ABOUT THIS TASK => Pick out the lines below that contain the string "vest" and copy them all.

..........

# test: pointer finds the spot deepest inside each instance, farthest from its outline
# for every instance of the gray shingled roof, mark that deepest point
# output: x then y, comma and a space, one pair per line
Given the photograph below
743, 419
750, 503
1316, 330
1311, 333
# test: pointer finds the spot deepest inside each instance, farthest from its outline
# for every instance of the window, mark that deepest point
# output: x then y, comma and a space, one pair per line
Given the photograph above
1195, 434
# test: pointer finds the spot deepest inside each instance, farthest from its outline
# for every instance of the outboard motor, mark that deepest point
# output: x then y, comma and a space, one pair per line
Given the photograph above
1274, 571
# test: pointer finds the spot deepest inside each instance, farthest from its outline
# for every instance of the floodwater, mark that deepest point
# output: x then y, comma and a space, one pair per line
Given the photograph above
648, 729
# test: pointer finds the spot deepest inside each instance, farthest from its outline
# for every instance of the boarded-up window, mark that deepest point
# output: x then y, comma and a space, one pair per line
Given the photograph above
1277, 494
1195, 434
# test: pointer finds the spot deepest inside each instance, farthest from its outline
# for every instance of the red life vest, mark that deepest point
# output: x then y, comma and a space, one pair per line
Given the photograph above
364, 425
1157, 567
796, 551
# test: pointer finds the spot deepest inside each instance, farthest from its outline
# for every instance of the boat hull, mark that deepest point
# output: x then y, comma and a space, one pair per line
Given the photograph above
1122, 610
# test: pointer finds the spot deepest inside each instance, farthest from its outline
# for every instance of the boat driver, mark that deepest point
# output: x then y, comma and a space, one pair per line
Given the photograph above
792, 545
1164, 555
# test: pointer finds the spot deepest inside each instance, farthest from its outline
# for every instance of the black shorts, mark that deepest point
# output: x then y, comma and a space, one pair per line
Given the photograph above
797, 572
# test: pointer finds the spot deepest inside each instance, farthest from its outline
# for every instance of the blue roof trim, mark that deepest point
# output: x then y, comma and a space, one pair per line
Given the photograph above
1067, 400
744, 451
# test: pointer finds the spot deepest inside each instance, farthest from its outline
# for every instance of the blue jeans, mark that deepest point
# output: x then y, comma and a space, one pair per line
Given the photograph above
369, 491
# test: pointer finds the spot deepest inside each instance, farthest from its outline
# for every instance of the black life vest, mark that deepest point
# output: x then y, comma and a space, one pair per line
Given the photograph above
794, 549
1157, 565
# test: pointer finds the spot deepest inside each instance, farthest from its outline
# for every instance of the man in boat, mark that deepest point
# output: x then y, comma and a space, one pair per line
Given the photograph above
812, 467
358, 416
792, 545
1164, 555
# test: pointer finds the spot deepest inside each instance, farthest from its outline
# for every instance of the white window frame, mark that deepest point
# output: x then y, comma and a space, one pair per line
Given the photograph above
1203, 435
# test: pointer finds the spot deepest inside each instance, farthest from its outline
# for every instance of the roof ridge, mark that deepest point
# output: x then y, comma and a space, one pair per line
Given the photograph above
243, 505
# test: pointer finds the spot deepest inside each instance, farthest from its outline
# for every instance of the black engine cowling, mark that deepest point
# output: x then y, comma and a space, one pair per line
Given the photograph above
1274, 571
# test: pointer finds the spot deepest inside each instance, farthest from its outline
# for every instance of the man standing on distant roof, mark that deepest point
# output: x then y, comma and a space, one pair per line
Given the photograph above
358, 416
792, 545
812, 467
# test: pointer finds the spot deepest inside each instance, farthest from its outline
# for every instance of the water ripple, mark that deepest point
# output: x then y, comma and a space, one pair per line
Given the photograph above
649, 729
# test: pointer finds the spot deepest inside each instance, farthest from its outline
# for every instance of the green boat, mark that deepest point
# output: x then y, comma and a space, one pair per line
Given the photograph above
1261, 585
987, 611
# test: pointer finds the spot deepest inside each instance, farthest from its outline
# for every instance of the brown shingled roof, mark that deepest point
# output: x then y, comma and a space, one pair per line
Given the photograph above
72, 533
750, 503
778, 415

..........

RESPONSE TO THIS TASK =>
# for every instance of the red life vest, mark that deepest point
# for every instance of the black life vest, mark that deepest point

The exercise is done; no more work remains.